(Beginning of Data provided)
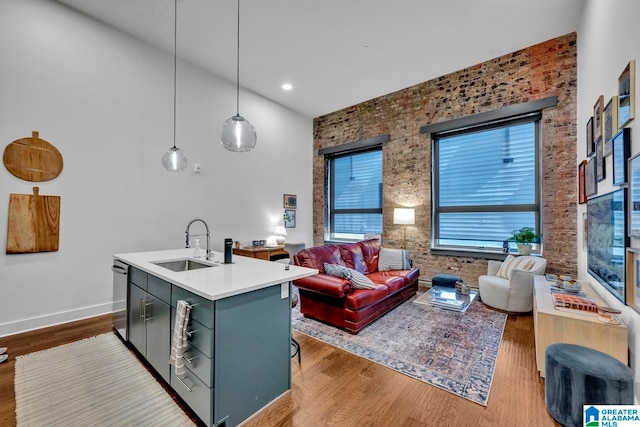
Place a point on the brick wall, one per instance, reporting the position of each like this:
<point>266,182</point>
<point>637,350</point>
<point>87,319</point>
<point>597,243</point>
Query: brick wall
<point>539,71</point>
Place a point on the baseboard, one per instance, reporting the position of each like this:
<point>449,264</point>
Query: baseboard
<point>25,325</point>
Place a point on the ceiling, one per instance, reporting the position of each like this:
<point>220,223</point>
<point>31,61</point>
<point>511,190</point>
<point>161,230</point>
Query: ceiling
<point>338,53</point>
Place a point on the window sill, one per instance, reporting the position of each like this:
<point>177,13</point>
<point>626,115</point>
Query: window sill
<point>469,253</point>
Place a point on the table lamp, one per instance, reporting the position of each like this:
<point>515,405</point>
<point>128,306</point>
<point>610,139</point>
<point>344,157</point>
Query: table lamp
<point>404,216</point>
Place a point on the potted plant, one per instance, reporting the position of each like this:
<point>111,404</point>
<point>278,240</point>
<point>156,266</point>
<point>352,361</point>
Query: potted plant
<point>524,238</point>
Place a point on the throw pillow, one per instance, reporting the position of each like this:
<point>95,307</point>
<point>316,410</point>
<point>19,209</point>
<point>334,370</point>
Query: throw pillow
<point>511,263</point>
<point>393,259</point>
<point>357,279</point>
<point>360,281</point>
<point>336,270</point>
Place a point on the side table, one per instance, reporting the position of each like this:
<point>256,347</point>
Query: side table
<point>262,252</point>
<point>562,326</point>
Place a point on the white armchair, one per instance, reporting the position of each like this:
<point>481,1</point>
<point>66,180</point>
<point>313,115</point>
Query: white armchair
<point>508,286</point>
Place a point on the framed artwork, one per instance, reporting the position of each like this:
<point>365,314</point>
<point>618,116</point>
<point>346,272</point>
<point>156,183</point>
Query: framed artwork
<point>621,151</point>
<point>610,123</point>
<point>590,184</point>
<point>598,125</point>
<point>600,167</point>
<point>627,94</point>
<point>290,201</point>
<point>582,195</point>
<point>633,278</point>
<point>591,147</point>
<point>289,218</point>
<point>633,170</point>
(End of Data provided)
[Activity] For the records above, how many lines contain the word "reporting"? Reply with the number only.

[Response] 10